If creditors disapprove of the liquidation and distribution plan, the Bankruptcy Court will assign the Bankruptcy Unit, where the debtor is supervised by the regulatory authority, to make the necessary amendments to the plan, taking into account the creditors’ comments and the opinion of the Trustee, in a way that achieves the common interest of the creditors or to submit an alternative plan within the time limit (Article 175).
Once the plan is approved, Court appointed Trustees will sell the debtor’s assets and distribute the proceeds to creditors according to the priority of their claims, as established by law. The law emphasizes liquidation as a measure of last resort, promoting business rescue where possible (Article 171).
If the proceeds from the sale of a secured asset are insufficient to cover the secured debt in full, the remaining balance is treated as an ordinary debt. Conversely, if the sale generates a surplus after the secured debt is settled, the excess amount is allocated to the unsecured creditors.

Directions:
1. Answer from the liquidation text:
(a) Which article is cited for the Bankruptcy Court's step when creditors disapprove of the liquidation and distribution plan?
(b) Who sells the debtor's assets once the plan is approved?
(c) How is the remaining balance treated when the sale of a secured asset does not cover the secured debt in full?
2. Duplicate the liquidation text word for word from "If the proceeds" to "the unsecured creditors.".
Rely on the liquidation text alone.

(Entries for pointing and labeling)
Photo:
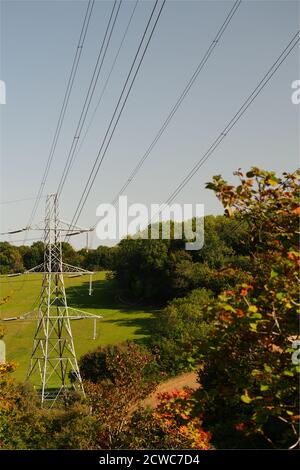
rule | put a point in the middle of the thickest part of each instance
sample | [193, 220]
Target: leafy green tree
[249, 393]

Worked solutions:
1.
(a) Article 175
(b) Court appointed Trustees
(c) As an ordinary debt

2.
If the proceeds from the sale of a secured asset are insufficient to cover the secured debt in full, the remaining balance is treated as an ordinary debt. Conversely, if the sale generates a surplus after the secured debt is settled, the excess amount is allocated to the unsecured creditors.